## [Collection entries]
========================================================================
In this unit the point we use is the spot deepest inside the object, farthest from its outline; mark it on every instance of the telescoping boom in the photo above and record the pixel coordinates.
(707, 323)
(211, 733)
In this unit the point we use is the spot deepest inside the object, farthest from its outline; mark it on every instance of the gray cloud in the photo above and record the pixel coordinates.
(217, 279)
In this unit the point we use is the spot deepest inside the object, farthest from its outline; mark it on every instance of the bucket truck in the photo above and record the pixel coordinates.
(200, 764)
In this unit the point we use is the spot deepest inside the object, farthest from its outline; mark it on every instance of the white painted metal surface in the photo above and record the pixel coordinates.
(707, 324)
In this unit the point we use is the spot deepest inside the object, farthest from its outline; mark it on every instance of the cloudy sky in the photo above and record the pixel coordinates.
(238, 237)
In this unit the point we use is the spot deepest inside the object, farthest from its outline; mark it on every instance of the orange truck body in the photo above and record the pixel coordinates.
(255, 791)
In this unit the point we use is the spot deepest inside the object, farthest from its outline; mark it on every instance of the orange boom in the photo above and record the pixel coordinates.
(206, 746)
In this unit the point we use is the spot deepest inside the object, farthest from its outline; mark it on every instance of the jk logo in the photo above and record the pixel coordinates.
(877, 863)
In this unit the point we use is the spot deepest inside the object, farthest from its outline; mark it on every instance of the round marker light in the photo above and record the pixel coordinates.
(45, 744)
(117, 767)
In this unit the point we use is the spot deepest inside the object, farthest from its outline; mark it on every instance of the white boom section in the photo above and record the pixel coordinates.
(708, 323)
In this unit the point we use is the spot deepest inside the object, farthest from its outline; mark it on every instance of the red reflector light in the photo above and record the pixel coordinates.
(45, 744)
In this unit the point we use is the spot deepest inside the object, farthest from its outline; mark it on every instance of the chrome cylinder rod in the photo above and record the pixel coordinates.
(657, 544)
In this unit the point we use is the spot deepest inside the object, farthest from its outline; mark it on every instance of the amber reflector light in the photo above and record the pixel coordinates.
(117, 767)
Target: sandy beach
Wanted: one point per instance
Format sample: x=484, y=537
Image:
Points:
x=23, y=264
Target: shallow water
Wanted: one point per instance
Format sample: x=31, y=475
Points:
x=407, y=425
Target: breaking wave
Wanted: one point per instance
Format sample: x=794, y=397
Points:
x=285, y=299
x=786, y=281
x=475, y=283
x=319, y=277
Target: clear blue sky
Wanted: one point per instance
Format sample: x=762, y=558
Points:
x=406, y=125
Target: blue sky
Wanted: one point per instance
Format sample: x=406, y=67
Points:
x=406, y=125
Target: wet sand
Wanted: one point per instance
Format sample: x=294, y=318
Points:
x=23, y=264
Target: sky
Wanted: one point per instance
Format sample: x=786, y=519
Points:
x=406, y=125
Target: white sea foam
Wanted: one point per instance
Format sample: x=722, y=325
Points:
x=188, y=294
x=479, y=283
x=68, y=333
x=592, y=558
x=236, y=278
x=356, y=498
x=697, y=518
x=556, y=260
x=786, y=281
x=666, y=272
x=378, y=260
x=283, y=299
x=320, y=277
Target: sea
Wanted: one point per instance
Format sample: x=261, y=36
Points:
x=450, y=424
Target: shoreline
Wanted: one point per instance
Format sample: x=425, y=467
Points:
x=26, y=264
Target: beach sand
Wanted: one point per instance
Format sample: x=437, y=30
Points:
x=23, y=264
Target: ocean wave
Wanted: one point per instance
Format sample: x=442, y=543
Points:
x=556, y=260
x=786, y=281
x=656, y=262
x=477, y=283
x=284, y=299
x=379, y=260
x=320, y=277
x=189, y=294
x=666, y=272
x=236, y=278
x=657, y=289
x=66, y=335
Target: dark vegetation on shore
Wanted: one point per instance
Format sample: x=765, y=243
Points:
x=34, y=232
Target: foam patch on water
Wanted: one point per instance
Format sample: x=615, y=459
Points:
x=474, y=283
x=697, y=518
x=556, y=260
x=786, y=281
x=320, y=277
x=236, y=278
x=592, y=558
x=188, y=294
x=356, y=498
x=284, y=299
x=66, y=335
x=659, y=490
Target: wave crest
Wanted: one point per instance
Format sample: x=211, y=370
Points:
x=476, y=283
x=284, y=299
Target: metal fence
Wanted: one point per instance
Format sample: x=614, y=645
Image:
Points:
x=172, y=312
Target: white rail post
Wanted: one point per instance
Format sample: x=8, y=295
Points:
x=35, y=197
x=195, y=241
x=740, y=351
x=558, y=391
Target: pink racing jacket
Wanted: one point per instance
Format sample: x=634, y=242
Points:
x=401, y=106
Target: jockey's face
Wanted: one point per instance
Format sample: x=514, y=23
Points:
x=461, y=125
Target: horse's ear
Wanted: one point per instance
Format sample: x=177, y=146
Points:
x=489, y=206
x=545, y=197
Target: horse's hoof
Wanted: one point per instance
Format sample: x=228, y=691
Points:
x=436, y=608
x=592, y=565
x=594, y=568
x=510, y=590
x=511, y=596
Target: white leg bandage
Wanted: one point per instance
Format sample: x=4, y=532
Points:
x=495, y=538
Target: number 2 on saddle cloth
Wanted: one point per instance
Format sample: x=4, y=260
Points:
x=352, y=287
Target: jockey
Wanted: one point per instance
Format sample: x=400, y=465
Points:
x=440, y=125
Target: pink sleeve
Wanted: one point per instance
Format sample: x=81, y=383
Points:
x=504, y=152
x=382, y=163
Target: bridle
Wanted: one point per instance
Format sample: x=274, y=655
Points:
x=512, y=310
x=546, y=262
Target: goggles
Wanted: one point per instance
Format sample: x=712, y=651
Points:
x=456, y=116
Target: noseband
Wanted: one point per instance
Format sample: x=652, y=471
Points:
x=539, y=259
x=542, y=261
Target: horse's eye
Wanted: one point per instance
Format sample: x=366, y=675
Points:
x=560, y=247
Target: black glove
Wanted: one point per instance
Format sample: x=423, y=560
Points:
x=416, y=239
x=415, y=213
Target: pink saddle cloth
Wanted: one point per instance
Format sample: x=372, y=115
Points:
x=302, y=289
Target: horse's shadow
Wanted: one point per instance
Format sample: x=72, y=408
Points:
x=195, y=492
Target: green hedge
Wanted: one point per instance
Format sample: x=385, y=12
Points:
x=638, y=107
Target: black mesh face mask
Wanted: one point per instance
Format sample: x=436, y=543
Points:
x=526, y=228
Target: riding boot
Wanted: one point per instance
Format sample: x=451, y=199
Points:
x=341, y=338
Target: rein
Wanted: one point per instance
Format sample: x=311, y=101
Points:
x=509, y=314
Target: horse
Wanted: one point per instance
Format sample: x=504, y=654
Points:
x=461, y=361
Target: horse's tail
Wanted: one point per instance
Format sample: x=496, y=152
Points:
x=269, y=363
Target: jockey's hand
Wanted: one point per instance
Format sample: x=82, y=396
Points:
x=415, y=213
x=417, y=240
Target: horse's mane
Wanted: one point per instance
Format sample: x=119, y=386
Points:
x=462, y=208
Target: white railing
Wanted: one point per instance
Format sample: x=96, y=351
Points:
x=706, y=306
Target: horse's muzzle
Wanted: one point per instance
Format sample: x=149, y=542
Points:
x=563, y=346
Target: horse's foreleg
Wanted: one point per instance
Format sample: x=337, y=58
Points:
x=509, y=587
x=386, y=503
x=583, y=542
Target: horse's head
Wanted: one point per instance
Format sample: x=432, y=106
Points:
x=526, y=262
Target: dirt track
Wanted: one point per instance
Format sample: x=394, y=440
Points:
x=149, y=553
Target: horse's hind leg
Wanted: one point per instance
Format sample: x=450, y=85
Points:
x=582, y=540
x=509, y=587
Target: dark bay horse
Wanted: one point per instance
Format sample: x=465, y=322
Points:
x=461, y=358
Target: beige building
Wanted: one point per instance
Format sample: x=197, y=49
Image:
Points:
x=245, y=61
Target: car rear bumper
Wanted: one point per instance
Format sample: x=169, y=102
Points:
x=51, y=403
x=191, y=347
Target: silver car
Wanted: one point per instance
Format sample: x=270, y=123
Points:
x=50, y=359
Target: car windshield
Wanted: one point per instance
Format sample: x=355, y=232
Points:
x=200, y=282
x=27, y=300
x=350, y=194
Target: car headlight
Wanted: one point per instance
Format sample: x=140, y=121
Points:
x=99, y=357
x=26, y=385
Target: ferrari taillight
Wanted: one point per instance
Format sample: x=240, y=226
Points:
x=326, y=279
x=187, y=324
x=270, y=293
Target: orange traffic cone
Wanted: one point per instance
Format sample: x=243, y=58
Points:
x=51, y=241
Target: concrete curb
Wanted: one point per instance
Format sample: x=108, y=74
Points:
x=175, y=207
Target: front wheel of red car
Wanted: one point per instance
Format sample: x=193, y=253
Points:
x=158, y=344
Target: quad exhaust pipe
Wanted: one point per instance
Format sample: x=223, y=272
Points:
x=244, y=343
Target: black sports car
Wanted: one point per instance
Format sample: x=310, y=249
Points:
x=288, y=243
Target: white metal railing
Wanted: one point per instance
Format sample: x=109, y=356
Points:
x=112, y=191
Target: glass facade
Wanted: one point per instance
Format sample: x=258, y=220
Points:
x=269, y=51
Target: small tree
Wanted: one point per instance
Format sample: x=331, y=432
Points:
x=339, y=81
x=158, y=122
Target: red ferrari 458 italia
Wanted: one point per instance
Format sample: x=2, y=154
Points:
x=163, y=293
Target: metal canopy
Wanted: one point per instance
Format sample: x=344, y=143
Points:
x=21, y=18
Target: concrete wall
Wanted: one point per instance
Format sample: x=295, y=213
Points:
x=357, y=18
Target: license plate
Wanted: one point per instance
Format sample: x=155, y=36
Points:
========================================================================
Retype the portion of the data above that starts on the line with "Format sample: x=261, y=36" and finishes on the line with "Format sample: x=615, y=459", including both of those lines.

## [Your solution]
Format sample: x=261, y=36
Points:
x=450, y=424
Target: shoreline
Wanted: one point per instance
Format sample: x=425, y=467
Points:
x=26, y=264
Target: beach sand
Wanted: one point per instance
Format sample: x=437, y=30
Points:
x=23, y=264
Target: ocean wave
Wanted: one point per instance
Format sample: x=442, y=543
Points:
x=556, y=260
x=786, y=281
x=656, y=262
x=477, y=283
x=284, y=299
x=379, y=260
x=320, y=277
x=189, y=294
x=666, y=272
x=236, y=278
x=657, y=289
x=66, y=335
Target: dark vegetation on shore
Wanted: one point per instance
Format sample: x=765, y=243
Points:
x=34, y=232
Target: foam patch on water
Wanted: one point per instance
Format sample: x=615, y=459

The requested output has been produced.